» Exercise prompt
Search the listing for the word "baseboard". Copy every line where it is found.

◆ ◆ ◆

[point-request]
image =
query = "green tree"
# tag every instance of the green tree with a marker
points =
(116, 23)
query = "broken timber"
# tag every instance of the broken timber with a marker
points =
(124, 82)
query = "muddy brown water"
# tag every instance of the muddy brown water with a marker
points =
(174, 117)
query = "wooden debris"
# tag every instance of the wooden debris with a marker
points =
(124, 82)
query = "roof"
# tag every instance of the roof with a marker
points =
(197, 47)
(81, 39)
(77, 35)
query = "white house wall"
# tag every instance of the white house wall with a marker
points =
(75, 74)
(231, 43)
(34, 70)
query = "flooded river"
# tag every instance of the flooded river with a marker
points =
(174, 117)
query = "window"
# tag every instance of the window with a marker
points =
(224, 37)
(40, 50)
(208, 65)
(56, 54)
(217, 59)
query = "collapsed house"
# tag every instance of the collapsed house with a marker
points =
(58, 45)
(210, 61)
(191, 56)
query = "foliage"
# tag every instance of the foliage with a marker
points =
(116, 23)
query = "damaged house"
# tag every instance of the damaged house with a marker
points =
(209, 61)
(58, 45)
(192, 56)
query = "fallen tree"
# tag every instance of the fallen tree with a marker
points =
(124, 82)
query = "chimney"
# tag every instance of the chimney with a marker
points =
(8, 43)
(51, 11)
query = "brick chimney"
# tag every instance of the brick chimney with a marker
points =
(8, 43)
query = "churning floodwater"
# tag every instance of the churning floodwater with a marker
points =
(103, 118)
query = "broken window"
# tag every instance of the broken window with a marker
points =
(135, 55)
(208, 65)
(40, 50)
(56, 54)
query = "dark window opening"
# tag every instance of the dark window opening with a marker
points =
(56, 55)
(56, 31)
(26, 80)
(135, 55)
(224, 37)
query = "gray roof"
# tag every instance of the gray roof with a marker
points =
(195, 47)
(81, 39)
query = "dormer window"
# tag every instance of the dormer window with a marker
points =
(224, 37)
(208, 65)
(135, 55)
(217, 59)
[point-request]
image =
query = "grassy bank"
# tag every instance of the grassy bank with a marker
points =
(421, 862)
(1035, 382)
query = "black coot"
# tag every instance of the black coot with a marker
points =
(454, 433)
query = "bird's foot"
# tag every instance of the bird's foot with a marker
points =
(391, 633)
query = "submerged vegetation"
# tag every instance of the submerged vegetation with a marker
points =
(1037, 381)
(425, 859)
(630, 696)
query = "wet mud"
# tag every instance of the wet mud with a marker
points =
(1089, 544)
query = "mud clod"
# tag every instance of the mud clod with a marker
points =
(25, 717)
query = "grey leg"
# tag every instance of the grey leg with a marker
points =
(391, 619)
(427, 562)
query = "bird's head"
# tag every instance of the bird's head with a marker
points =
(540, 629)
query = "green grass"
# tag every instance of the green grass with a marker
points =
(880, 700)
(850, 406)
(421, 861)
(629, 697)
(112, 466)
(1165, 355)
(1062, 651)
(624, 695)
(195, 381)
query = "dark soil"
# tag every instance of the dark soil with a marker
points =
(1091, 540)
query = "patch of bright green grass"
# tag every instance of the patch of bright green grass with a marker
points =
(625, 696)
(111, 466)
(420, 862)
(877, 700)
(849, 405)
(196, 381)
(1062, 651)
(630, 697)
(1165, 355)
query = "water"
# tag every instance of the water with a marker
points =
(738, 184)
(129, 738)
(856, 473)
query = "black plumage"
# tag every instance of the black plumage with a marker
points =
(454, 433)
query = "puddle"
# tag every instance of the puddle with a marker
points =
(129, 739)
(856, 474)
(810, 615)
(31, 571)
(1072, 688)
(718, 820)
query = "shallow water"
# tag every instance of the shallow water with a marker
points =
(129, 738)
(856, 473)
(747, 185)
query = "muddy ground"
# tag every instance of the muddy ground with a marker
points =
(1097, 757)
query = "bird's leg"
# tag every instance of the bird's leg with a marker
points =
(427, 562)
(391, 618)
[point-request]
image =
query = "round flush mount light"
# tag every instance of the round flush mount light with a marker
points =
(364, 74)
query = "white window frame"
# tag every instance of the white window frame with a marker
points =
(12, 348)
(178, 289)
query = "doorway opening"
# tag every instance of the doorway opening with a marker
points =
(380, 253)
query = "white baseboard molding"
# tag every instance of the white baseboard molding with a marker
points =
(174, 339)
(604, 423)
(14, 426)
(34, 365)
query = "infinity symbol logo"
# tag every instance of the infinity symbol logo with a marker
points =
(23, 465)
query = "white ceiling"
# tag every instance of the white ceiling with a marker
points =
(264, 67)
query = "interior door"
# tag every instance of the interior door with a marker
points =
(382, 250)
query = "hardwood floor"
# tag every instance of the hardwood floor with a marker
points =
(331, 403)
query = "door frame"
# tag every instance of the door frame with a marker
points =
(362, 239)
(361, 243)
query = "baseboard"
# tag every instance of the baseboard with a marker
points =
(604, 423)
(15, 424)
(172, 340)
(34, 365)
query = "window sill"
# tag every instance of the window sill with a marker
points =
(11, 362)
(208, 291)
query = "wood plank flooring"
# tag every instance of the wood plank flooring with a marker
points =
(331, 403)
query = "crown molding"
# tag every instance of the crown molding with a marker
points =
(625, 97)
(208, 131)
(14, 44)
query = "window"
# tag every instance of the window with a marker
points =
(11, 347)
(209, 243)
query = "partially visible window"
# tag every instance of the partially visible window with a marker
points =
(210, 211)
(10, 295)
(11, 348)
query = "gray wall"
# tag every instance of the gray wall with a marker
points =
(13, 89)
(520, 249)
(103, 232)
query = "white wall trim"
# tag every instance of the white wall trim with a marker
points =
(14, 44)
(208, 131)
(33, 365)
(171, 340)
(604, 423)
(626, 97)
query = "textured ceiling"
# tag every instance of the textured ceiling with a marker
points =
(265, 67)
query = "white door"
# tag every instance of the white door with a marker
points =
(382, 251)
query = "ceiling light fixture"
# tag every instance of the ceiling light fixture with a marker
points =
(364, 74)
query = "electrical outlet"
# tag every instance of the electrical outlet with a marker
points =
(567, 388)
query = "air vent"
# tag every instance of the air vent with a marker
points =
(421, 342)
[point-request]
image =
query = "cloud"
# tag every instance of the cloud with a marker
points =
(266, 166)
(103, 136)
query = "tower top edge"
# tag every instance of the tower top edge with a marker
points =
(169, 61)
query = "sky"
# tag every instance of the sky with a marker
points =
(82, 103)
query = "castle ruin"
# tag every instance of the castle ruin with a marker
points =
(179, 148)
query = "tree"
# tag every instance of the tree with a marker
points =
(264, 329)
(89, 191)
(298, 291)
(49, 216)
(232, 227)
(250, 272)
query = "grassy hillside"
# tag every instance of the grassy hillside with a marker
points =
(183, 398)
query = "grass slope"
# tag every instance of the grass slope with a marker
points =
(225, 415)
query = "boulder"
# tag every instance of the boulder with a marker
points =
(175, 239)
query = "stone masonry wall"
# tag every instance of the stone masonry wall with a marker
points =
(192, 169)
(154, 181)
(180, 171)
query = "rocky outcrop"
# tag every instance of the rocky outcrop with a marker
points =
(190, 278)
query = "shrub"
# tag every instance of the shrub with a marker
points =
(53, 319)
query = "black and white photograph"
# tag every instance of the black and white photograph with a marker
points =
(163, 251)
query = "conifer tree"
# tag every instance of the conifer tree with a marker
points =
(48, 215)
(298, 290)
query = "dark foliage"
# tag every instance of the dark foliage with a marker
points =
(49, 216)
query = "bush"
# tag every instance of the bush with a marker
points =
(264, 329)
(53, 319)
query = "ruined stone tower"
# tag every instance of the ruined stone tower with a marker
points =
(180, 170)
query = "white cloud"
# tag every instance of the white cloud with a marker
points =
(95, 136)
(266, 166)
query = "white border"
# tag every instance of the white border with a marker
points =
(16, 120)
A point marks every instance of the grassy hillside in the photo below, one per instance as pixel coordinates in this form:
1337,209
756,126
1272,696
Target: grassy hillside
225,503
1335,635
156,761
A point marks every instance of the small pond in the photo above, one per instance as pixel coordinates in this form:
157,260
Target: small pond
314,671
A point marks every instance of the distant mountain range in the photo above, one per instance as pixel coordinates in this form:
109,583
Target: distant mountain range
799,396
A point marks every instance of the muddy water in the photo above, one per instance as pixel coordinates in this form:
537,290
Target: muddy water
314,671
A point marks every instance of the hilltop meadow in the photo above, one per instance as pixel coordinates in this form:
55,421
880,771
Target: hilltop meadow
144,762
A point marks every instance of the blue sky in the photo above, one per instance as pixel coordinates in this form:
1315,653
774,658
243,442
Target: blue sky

◆ ◆ ◆

» Completed task
query = "white baseboard molding"
# tag every instance of the white baseboard molding with a marker
query = "baseboard"
# tag every instance of the baseboard with a marker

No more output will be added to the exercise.